start INFORMATION SHOWN

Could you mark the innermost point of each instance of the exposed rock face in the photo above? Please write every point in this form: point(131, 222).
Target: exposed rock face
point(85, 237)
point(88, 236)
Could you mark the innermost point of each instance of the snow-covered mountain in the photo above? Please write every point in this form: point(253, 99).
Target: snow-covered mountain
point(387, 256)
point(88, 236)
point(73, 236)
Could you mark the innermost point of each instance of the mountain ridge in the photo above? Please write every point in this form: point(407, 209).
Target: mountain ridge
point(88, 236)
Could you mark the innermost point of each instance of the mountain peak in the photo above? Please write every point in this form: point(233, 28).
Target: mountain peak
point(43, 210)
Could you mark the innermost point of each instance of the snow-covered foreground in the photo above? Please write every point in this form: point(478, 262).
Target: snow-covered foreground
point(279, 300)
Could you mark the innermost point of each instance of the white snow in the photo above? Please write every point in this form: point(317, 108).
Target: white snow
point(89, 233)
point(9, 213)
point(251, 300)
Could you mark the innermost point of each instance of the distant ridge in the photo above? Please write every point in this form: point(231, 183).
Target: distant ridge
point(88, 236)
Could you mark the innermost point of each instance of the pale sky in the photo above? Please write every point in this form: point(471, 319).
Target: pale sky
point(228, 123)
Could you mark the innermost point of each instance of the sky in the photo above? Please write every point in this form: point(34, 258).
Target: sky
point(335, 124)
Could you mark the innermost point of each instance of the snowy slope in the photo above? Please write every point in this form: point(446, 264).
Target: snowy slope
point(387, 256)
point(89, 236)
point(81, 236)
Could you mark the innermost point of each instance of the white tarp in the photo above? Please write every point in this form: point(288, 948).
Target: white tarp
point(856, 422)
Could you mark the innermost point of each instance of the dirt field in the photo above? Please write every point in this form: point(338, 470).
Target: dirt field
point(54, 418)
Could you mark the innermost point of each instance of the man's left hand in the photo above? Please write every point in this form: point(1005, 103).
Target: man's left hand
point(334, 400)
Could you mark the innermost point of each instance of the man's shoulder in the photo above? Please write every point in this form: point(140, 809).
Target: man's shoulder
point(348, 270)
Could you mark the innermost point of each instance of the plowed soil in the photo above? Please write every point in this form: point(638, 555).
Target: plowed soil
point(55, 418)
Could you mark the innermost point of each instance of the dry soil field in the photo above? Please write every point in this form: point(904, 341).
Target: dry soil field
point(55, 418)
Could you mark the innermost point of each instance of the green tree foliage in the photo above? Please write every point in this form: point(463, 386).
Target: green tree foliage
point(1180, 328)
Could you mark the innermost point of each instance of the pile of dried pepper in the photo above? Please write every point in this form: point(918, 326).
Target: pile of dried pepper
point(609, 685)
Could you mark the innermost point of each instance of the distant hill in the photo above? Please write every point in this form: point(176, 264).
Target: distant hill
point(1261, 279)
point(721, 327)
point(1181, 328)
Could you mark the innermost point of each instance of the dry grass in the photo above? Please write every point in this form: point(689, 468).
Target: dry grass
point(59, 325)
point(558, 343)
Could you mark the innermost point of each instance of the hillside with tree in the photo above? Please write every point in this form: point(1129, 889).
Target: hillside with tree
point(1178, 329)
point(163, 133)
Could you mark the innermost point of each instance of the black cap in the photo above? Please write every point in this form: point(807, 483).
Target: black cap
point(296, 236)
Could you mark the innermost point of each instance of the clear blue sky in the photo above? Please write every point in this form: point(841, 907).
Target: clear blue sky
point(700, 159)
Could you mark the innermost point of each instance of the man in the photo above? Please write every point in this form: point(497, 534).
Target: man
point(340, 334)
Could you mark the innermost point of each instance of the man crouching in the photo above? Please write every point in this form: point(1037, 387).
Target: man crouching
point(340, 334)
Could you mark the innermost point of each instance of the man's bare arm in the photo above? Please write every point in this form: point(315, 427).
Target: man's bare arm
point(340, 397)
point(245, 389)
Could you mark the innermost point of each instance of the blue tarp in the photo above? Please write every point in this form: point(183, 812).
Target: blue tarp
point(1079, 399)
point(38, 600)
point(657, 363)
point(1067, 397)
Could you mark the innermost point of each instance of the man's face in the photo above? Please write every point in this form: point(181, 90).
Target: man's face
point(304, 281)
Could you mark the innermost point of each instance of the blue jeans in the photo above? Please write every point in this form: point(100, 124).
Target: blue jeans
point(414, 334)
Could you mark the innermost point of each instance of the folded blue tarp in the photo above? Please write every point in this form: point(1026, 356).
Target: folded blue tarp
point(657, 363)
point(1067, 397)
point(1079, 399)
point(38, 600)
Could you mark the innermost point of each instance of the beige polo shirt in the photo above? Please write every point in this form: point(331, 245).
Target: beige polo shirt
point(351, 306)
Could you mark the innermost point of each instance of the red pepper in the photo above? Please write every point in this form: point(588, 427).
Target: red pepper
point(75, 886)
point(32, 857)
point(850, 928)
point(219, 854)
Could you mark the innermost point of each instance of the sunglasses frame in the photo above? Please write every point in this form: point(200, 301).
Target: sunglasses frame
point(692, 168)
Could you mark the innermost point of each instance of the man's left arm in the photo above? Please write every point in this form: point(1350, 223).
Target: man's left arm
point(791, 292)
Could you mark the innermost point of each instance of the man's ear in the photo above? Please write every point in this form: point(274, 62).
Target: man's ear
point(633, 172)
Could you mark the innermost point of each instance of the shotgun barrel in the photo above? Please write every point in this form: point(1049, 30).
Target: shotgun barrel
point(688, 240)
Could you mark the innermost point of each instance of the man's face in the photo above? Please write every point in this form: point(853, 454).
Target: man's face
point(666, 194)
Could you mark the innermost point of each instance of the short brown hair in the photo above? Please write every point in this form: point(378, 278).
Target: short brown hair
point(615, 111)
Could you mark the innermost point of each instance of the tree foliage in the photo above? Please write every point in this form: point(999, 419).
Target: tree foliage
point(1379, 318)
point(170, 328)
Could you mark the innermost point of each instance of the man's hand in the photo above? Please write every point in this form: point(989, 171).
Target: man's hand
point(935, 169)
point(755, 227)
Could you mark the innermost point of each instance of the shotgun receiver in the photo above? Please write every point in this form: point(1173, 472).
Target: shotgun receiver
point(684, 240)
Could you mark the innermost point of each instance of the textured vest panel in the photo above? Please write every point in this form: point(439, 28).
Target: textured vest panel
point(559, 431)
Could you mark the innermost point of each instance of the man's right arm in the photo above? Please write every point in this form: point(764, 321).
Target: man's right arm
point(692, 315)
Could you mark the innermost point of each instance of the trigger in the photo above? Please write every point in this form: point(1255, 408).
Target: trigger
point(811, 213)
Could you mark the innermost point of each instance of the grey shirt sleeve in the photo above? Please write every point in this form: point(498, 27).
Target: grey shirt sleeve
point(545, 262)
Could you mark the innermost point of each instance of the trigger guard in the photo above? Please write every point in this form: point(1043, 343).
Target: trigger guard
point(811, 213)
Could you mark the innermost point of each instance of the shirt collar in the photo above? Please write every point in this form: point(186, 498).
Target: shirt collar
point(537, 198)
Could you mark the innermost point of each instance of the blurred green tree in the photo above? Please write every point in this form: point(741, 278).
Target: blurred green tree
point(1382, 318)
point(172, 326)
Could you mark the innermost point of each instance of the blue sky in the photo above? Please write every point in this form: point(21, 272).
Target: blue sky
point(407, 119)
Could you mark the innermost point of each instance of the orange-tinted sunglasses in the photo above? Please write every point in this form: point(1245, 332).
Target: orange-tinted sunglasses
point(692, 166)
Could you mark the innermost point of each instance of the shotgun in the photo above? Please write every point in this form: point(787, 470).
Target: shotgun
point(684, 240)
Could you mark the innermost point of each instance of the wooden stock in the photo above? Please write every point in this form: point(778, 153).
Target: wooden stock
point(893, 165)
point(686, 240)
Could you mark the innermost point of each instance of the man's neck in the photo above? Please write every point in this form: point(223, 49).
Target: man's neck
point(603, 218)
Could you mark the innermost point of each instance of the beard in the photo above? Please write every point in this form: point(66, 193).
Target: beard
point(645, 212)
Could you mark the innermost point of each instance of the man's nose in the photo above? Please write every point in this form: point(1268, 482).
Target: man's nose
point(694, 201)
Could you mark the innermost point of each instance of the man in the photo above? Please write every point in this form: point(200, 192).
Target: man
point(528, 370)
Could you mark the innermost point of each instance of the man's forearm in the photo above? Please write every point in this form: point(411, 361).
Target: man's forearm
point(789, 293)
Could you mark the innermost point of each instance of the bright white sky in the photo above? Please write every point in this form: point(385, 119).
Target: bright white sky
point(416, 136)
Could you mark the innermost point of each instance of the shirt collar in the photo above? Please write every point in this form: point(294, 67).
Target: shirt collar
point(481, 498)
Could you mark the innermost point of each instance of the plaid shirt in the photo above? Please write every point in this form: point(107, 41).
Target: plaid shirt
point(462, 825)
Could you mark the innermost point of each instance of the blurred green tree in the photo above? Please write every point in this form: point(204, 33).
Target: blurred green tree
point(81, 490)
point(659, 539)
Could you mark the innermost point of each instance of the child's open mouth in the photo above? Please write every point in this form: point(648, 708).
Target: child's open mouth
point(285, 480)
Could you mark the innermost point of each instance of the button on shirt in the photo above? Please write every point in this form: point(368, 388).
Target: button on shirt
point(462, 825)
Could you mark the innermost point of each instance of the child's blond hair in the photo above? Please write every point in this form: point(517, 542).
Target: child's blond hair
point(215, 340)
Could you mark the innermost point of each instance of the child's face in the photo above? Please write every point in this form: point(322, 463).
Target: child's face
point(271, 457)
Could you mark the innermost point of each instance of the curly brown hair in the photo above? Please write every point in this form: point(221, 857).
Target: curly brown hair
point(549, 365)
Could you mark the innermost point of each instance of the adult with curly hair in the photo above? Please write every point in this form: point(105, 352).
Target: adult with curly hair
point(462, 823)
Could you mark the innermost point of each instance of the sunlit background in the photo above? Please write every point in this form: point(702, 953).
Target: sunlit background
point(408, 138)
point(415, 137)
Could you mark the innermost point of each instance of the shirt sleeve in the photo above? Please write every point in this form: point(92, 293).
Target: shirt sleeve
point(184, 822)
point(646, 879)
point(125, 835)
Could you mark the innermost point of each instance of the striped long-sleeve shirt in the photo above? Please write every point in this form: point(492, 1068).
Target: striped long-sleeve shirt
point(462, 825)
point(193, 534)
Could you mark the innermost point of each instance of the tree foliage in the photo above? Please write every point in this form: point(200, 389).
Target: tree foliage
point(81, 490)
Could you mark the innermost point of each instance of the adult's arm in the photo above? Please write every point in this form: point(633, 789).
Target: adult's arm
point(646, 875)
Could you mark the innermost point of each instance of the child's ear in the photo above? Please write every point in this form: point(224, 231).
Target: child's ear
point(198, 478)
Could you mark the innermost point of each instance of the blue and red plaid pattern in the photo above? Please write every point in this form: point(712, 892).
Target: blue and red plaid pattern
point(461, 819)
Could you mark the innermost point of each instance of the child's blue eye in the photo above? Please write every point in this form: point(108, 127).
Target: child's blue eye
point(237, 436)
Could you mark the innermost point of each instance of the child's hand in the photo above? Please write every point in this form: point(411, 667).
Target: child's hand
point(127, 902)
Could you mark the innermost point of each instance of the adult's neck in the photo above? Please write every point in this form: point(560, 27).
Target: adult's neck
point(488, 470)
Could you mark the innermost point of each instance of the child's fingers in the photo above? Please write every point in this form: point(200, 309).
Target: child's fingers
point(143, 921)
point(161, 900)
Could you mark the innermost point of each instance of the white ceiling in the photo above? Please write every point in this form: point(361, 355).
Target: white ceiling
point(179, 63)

end INFORMATION SHOWN

_WHAT YOU ARE ASKED TO DO:_ Could you write out, word for word, the part of the entries that opens with the line containing "form: point(274, 62)." and closes with the line containing "point(545, 262)", including both of those lines and nothing else?

_EXERCISE OUTPUT:_
Could you mark the innermost point of each instance of the man's ear in the photo above? Please write every point in this form: point(274, 62).
Target: man's ear
point(633, 172)
Could you mark the innermost point of each instance of the shotgun barrel in the photo above? Please write every point in this form: point(1049, 30).
Target: shotgun barrel
point(688, 240)
Could you mark the innermost point of each instance of the man's face in the photo above? Please write every point in this form: point(853, 454).
Target: man's face
point(666, 194)
Could you mark the innermost point of each instance of the short brown hair in the photo above? Please write every point in this form: point(378, 278).
Target: short brown hair
point(615, 111)
Could you mark the innermost point of each instance of the tree foliage in the photo above? Please write every point in this form: point(999, 419).
Target: tree foliage
point(1379, 318)
point(170, 328)
Could you mark the innermost point of each instance of the man's hand in the photo above? Please write every point in this form: point(989, 171).
Target: man's hand
point(935, 169)
point(755, 227)
Could you mark the innermost point of each instance of the shotgun receiver in the photo above? Please write every point in this form: point(1173, 472).
Target: shotgun receiver
point(684, 240)
Could you mark the innermost point of each instance of the textured vest panel in the photo above? Please write every point in this form: point(439, 28).
Target: textured vest panel
point(559, 431)
Could you mark the innermost point of each instance of the man's right arm in the photo above? Please write every point in this form: point(764, 321).
Target: man's right arm
point(692, 315)
Could you mark the innermost point of each instance of the trigger in the photo above? Please write every point in this form: point(1255, 408).
Target: trigger
point(811, 213)
Could you mark the innermost point of each instance of the grey shirt sleeve in the photo above? Please write every point in this form: point(498, 27).
Target: grey shirt sleeve
point(545, 262)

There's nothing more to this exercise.